■ Ausgewählter Textauszug
++++

Ich möchte gerne einen Einblick in die Gedankenwelt und Gefühle einer Spenderkind-Mama geben:
Nach einer für uns endlosen Zeit der Kinderwunschbehandlung kam endlich unser Wunschkind zur Welt. Die Freude und auch das Erstaunen, dass „es“ doch noch geklappt hat, hätte nicht größer sein können. In der Schwangerschaft fing ich an, mich mit dem Thema „Spenderkind“ näher zu beschäftigen. Ich habe über den Verein „Spenderkinder“ viel Unterstützung erfahren. Für mich wurde klar: Aufklärung von Anfang an und ich wollte auch den Versuch unternehmen, Kontakt zu den Halbgeschwistern und auch zum Spender aufzunehmen, damit für unser Kind keine schwarzen Löcher in der Abstammungsgeschichte entstehen sollten.
Auch konnte ich der Vorstellung, dass wir alle eine große Patchworkfamilie rund um den Samenspender sein könnten, einiges abgewinnen. Ich stellte es mir sogar schön vor, wenn wir vielleicht einmal im Jahr zu einem gemeinsamen Treffen zusammenkommen würden.

++++

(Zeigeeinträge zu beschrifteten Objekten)
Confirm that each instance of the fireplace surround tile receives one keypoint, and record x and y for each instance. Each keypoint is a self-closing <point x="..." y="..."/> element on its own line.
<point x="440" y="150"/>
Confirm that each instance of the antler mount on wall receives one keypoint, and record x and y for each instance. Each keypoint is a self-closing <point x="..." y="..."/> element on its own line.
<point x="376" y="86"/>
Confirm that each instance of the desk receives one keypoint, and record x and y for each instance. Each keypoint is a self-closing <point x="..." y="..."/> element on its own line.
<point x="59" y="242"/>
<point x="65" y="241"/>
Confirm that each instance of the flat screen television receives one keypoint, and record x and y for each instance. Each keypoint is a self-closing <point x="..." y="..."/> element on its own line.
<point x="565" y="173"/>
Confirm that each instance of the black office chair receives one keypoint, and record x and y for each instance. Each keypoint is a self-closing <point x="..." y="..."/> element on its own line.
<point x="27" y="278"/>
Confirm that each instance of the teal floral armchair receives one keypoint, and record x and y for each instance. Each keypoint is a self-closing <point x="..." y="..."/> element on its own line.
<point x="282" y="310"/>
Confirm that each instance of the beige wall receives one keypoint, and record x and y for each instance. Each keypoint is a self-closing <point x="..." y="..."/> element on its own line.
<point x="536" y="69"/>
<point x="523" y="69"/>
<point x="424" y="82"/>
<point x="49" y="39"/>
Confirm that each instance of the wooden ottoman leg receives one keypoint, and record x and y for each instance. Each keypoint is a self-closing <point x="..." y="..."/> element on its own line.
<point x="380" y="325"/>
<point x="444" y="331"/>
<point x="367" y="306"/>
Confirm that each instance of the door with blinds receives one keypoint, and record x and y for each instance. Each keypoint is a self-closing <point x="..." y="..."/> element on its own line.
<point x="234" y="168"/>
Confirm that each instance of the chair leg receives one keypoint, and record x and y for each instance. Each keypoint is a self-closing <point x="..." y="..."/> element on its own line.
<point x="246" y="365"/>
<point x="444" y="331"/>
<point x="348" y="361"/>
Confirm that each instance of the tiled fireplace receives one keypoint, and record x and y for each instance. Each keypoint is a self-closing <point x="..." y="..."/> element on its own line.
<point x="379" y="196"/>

++++

Nennen Sie sämtliche Ausdrücke, die im Text über die Gedankenwelt einer Spenderkind-Mama in Anführungszeichen stehen.

„es“, „Spenderkind“, „Spenderkinder“